PROVIDED DATA »

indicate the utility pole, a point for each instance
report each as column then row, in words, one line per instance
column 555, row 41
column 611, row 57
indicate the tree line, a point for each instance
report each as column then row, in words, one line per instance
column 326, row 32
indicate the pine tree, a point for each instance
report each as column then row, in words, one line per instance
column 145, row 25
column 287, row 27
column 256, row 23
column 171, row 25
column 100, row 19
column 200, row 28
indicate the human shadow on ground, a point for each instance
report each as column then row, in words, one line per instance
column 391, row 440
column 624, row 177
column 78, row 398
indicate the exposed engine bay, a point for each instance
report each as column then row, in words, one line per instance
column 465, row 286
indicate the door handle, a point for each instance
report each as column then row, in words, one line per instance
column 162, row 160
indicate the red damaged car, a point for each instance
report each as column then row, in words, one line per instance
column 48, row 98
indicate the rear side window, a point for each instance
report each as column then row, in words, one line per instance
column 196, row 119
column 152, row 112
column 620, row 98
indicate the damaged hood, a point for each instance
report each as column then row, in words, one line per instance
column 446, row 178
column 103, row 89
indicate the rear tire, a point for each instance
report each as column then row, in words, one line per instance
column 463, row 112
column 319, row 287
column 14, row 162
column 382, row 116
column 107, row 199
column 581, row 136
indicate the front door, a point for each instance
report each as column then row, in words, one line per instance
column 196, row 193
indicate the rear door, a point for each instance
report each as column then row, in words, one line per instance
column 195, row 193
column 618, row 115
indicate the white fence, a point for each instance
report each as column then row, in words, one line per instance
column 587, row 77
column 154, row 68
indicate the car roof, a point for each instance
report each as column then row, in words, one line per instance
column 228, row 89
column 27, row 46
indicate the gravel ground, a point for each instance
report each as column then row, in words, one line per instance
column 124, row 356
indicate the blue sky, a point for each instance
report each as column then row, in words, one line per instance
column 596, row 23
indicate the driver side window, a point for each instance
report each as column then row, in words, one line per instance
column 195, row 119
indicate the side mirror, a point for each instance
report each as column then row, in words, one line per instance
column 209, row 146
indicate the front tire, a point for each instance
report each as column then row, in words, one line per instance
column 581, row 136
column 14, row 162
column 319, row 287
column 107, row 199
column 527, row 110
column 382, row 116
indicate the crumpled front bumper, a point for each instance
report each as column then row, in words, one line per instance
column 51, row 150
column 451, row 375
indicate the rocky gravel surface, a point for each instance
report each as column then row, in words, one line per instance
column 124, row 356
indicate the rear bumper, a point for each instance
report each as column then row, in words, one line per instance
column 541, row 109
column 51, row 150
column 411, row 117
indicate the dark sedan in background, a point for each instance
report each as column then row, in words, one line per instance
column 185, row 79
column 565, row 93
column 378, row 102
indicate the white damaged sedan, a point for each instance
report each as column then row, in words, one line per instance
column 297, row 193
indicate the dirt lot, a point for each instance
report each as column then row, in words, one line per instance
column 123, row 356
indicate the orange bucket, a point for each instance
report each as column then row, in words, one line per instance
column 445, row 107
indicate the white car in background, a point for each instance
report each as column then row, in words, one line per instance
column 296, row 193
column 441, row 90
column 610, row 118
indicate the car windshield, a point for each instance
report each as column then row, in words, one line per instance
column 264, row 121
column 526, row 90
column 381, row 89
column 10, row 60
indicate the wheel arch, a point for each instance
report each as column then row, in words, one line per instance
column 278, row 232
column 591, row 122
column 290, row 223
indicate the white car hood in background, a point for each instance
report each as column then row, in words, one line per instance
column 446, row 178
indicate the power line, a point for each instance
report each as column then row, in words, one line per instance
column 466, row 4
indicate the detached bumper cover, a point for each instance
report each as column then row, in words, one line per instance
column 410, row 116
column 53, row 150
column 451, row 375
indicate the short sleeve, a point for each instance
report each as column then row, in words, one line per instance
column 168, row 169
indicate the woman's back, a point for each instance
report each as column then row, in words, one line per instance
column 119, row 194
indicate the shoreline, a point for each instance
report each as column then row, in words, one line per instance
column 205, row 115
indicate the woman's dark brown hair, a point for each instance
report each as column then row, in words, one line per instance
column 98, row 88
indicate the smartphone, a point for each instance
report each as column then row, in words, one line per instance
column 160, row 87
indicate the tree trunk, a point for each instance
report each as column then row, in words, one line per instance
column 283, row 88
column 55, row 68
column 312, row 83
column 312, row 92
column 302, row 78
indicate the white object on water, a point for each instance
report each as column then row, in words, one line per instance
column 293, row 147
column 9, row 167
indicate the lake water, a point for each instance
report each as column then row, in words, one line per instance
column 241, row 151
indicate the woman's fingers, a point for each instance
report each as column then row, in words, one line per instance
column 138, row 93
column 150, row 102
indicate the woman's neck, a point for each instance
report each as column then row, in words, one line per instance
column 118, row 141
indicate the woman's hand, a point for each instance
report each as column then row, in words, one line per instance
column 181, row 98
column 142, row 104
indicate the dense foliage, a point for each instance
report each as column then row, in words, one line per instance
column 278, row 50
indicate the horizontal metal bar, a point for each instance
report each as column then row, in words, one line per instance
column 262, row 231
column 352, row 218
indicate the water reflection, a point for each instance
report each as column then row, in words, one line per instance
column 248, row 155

BRIEF »
Within the lines above, find those holding the word "bumper" and copy them.

RESPONSE BOX »
indicate the crumpled front bumper, a point for each instance
indicate the rear bumper, a point for each instance
indicate the detached bumper cover, a point for each instance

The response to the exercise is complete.